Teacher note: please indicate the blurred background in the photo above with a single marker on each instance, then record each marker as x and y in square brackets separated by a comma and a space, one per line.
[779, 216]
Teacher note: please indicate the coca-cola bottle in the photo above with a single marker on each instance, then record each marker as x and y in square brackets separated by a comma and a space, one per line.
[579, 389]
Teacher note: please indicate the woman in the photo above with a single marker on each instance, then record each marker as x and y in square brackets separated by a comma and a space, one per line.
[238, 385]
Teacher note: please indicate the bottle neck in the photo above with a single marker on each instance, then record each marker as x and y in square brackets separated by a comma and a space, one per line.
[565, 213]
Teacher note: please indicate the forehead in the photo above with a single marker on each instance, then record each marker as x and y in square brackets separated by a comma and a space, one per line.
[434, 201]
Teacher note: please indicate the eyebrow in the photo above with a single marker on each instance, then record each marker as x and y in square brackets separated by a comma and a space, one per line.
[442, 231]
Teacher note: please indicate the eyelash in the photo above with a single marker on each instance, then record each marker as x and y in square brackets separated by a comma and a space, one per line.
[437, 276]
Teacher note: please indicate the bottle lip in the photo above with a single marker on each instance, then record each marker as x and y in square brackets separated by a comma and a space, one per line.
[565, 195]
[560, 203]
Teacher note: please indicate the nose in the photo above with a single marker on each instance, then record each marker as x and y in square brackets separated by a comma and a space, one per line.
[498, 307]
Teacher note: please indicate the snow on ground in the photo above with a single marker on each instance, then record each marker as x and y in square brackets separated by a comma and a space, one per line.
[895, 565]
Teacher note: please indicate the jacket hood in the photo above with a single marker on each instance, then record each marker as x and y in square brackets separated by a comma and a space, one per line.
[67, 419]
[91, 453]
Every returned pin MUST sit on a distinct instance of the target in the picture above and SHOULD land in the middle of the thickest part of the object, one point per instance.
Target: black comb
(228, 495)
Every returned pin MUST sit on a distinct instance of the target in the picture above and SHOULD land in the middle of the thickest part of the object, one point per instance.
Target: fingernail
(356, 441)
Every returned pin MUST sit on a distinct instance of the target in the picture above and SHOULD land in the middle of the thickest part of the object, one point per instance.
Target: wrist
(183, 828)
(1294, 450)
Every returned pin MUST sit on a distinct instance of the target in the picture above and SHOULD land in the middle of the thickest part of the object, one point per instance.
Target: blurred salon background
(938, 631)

********************

Could the data above be set down exactly, in full?

--- ANSWER TO THIS TASK ---
Teacher note: please indicate the blurred background in the photo above with a single marker on each instance, then record each marker as x and y in square brackets separated by a comma and a space, one per line.
[779, 216]
Teacher note: please indicate the coca-cola bottle in the photo above with a single marker on each instance, then record each marker as x and y in square brackets separated by a comma and a space, one per line.
[579, 389]
Teacher note: please indicate the woman in the photo above with a single marker on each instance, then record each marker as x and y in square brackets separated by a comma and a space, one per line.
[238, 385]
Teacher note: please indicate the bottle neck in the photo above with a single marker on each instance, then record each marker as x and y in square brackets separated by a comma and a space, one per line.
[565, 213]
Teacher note: please indicate the forehead in the photo above with a single marker on each instance, then record each marker as x and y in square brackets separated by a comma and a space, one per line.
[434, 201]
Teacher note: please indicate the eyebrow in the photo above with a single marker on each instance, then record each marker as x and y in square brackets separated by a comma and a space, one per line.
[442, 231]
Teacher note: please indicate the eyelash in the photo above with a single marker on each instance, then record each marker as x and y in square brackets separated by a comma and a space, one per line.
[437, 276]
Teacher note: please indicate the bottle lip in the photo above with a single marker on each instance, then record each marker as x and y in square brackets separated by a comma and a space, one per line.
[565, 195]
[560, 203]
Teacher note: please indicate the nose in the photo above with a single marker on each instance, then record each marker as x and y in square brackets separated by a comma and a space, one per line.
[498, 307]
Teacher note: please indicate the snow on ground in the photo above with a single marker on each instance, then record each marker as x and y in square brackets separated by a comma and a space, one per line.
[895, 565]
Teacher note: please indicate the jacket hood in the photo above with a single marker on each instance, then record each marker as x and y in square brackets separated by a comma and a space, one per line.
[67, 419]
[91, 453]
Every returned pin MUST sit on a distinct instance of the target in the picture above and SHOULD land in the middle of the thickest part of the object, one point per instance.
Target: black comb
(228, 495)
Every returned pin MUST sit on a distinct instance of the target in the picture above and SHOULD land in the middle of the thickest part of the object, one point per instance.
Target: fingernail
(356, 441)
Every returned pin MUST sit on a distinct instance of the target in the picture above and SHOULD land in the middle of the thickest part of the object, one point per instance.
Target: wrist
(183, 828)
(1294, 450)
Every returned pin MUST sit on a distinct instance of the target in the picture above and SHOULD land in the middle of the thickest part of the object, one point per instance.
Target: blurred salon background
(938, 631)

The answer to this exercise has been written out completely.